DATASET ENTRIES: Begin

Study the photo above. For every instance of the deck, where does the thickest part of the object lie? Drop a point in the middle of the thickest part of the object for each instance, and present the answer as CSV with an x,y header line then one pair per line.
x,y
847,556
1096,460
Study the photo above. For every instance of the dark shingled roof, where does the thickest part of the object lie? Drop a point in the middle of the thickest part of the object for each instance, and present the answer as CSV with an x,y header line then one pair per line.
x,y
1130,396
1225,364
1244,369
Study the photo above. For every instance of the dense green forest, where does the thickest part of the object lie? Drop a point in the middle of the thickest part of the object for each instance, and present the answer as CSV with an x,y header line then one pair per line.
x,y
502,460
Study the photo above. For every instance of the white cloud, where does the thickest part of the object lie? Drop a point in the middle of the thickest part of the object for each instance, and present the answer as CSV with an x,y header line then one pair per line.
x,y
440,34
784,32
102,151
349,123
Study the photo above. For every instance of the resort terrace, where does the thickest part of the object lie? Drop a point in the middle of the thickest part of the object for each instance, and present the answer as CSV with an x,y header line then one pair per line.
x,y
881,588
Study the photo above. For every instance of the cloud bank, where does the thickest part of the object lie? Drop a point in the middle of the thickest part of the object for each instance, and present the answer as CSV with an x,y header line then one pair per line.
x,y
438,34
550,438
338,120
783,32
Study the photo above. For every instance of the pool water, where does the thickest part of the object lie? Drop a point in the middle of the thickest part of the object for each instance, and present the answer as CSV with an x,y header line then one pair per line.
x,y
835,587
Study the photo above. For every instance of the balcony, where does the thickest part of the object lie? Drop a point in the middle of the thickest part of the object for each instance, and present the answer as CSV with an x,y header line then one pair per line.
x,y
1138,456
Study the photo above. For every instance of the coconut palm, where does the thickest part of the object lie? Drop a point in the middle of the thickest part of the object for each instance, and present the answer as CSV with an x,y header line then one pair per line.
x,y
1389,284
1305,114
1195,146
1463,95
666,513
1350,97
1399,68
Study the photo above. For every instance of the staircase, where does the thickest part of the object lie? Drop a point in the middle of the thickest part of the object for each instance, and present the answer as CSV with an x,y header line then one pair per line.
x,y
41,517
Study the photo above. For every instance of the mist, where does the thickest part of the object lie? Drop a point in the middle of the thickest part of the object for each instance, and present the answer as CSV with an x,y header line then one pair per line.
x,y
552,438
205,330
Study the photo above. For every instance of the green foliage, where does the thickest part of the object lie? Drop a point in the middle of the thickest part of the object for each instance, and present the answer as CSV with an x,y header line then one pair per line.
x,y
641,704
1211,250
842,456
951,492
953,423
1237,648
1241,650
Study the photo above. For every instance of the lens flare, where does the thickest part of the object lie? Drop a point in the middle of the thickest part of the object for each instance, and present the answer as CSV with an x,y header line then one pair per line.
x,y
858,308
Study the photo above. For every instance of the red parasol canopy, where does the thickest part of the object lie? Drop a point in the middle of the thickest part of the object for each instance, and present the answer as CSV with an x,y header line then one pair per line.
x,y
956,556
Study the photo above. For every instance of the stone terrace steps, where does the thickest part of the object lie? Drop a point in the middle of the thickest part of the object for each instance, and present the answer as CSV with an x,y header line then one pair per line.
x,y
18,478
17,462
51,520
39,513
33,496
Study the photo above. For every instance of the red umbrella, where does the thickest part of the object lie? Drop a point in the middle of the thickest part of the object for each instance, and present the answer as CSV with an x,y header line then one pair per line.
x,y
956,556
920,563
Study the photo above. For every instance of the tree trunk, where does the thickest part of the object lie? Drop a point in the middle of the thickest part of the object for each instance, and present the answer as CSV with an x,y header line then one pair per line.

DATASET ENTRIES: End

#### WHAT YOU HAVE TO DO:
Reproduce all the records, exactly and in full.

#### COMPLETED TASK:
Study the photo above. For every instance of the deck, where does the thickest part of the object lie? Drop a point in the middle of the thickest part of the object for each instance, and present the answer as CSV with an x,y header line then one pair per line.
x,y
847,556
1096,460
Study the photo above. For every instance of the dark shingled roof, where does the thickest part of the object lie? Drop a point in the middle of the thickest part of the object for each instance, and present the answer as CSV with an x,y header line then one pair per line.
x,y
1130,396
1225,364
1244,369
Study the photo above. For every instance of the dense green forest, where does the thickest part of the object lie? Drop a point in the middle of the thickest part of the object for each instance, and present the answer as CSV with an x,y header line then one pair per line.
x,y
502,460
Study the photo above. For every instance of the white cloud, where does the thickest part of the object lie? Drop a point in the middle of the thickest part of the object for each instance, and present the answer as CSV with an x,y header line then one pair per line.
x,y
440,34
784,32
102,151
349,123
Study the photo above. For every instance of the resort terrace, where does the thickest part of the object lie? Drop a point in the middle of the thickest part of the object for each instance, and present the answer as CSV with an x,y header line then one pair per line.
x,y
881,588
Study the photo above. For every instance of the cloud bank, where does the thickest part of the object lie? Drop a point in the middle of the thickest part of the object for each instance, and present the answer as CSV with an x,y header line then one pair per line.
x,y
438,34
550,438
338,120
783,32
Study the photo above. For every instance of the pool water, where does the thickest part of the object lie? Drop a point in the middle of the thickest part of the object for each instance, and present the answer as CSV with an x,y header line then one pair per line.
x,y
835,587
Study the photo above. For every instance of the balcony, where does the thickest part of the object lie? Drop a point in the middle of the thickest part of the object for each instance, and present the answer as CSV with an x,y header line then one pair per line.
x,y
1138,456
Study the photo above. For every instance of the coconut palm, where does the thickest part of the object lie? Drop a point in the middle of the thickest part of the object for each instance, and present the answer as CSV with an x,y header line then one pair per line.
x,y
1389,284
1305,114
1195,146
1463,95
666,513
1350,97
1399,68
Study the photo above. For every instance of the staircase, where does the thickest part of the object lie? Drop a point in the middle of the thickest part of the object for each instance, and present the answer as CSV with an x,y header line then one pair per line.
x,y
41,517
Study the photo above. For every instance of the mist, where does the thickest part of the object lie? Drop a point in the middle of the thickest part of the object for each instance, and present the answer as CSV with an x,y header line then one pair per line.
x,y
552,438
205,330
Study the photo above. For every instance of the green foliage, where does the thickest part of the object lie? Drop a point in the middle of the thickest part of the object for each instance, and present the answer as CSV with an x,y header line then one pair per line.
x,y
641,704
1211,250
842,456
951,492
953,423
1237,648
1241,650
Study the photo above. For every instance of the lens flare, where does the thickest part of the object lie? Drop a point in the middle of the thickest part of the object for each instance, and present the answer as CSV with an x,y header line then one pair per line.
x,y
858,308
Study the photo above. For every instance of the red parasol canopy, where does the thickest part of the object lie? Drop a point in the middle of the thickest part of the object for each instance, and present the answer as CSV with an x,y header line then one pair per line.
x,y
956,556
Study the photo above. For every instance of the stone terrace steps, where does the thickest part of the object lie? Drop a point in the middle of the thickest part of the object for each instance, and present the answer as CSV with an x,y header line then one pair per line.
x,y
18,478
17,462
51,520
39,513
33,496
Study the photo above. For every instance of the red umbrella, where does the thickest part of the object lie? Drop a point in the middle of the thickest part of the object for each instance, and present the answer as CSV with an x,y header line then one pair per line.
x,y
956,556
920,563
Study the photo above. For every instance of the tree trunk, where does the thickest part of the object lie? Drop a point in the middle of the thickest part of the object for each instance, and present the answer as CSV with an x,y header line then one pair per line.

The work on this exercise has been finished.